The answer is an exact repetition of every entry, with all images left out.

(SUPPLIED INFORMATION begins)

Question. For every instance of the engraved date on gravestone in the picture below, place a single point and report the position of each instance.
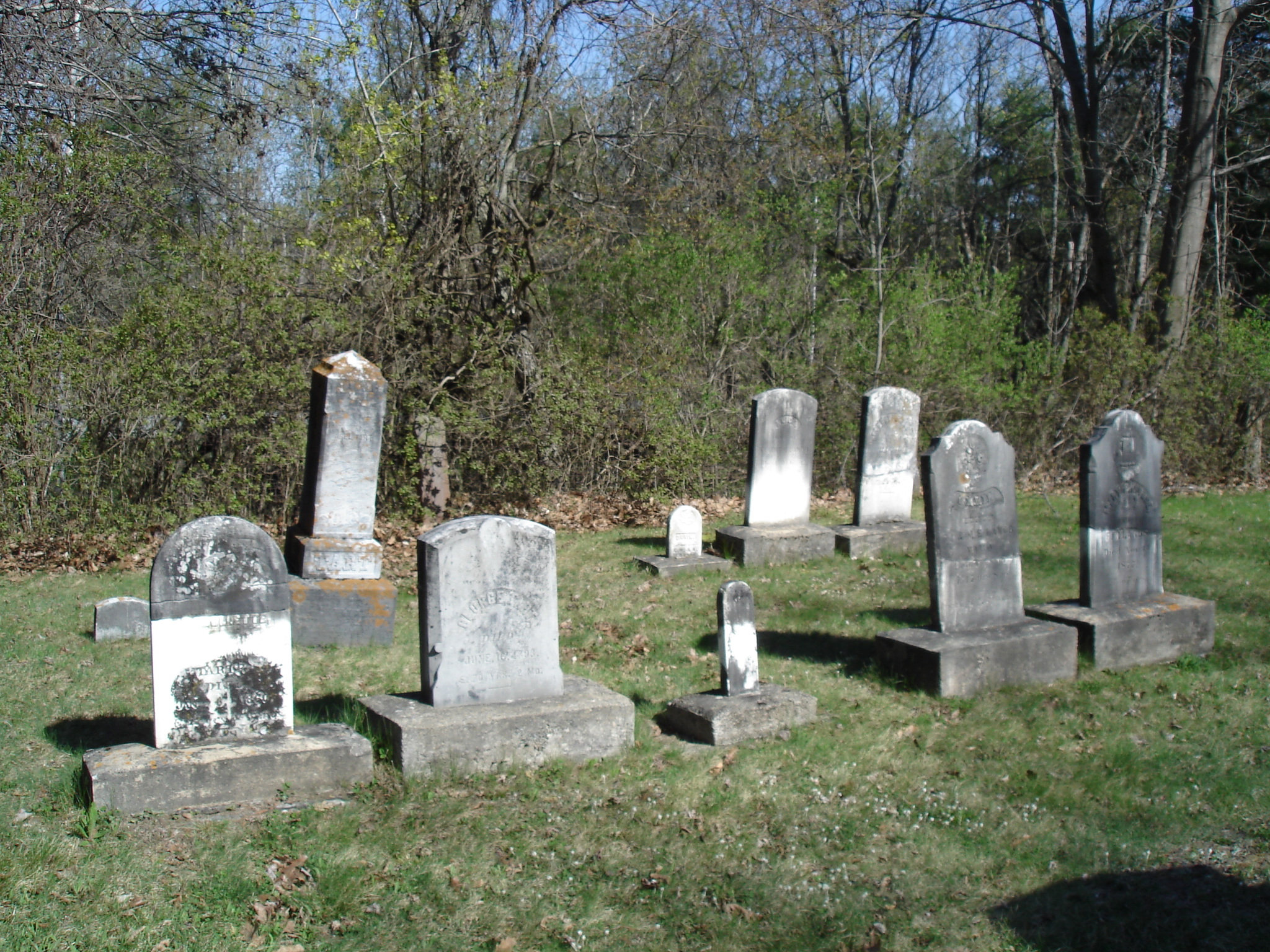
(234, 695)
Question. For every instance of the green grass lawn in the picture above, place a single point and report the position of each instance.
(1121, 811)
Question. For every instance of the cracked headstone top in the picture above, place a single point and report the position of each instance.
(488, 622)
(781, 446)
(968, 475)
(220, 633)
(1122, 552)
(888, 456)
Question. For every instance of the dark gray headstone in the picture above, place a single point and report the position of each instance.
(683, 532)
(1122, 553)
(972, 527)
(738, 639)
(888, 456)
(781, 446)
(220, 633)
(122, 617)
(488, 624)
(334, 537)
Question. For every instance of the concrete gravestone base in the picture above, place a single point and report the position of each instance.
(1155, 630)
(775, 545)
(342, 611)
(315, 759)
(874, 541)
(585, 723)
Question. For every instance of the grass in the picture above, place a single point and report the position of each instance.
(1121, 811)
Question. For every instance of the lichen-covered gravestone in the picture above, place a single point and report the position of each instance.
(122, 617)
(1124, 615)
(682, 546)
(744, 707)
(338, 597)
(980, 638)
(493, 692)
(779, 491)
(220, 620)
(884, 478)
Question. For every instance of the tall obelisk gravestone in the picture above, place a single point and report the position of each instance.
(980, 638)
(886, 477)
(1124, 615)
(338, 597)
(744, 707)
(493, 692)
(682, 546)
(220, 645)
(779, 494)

(SUPPLIED INFORMATION ends)

→ **ANSWER**:
Question. For every instance of the engraved date on gravestone in the picture below, place a single point and report the position of each instance.
(234, 695)
Question. For every instance of the green grass lawn in the picture above, place a single point and report the position of each instance.
(1121, 811)
Question. For every instance of the cracked headstone top in the picture above, place a single point and report the position of each instance.
(488, 622)
(781, 446)
(968, 475)
(220, 633)
(1122, 552)
(888, 456)
Question. For every instance of the dark gray headstone in the picture above, place a single point and report the position of each instance.
(683, 532)
(1122, 553)
(972, 527)
(738, 639)
(888, 456)
(781, 446)
(220, 633)
(122, 617)
(488, 624)
(334, 537)
Question. For every instance of the concrete gravestone base in the picture above, place a single point and report the position of each instance.
(1155, 630)
(775, 545)
(342, 611)
(315, 759)
(874, 541)
(585, 723)
Question. For every instance of the grass in the picture above, place a single point and report the position of each instance.
(1121, 811)
Question. For every instance of the lichen-covered gravestone in the picture above, place a single point and report the position of each instance.
(122, 617)
(1124, 615)
(682, 546)
(744, 707)
(338, 597)
(980, 638)
(493, 692)
(779, 491)
(220, 620)
(884, 478)
Question. For every instance of the tall obelisk gravestone in the picture above, place a single point and report the position of each instance.
(980, 638)
(886, 477)
(1124, 615)
(338, 597)
(744, 707)
(493, 692)
(682, 546)
(220, 645)
(779, 494)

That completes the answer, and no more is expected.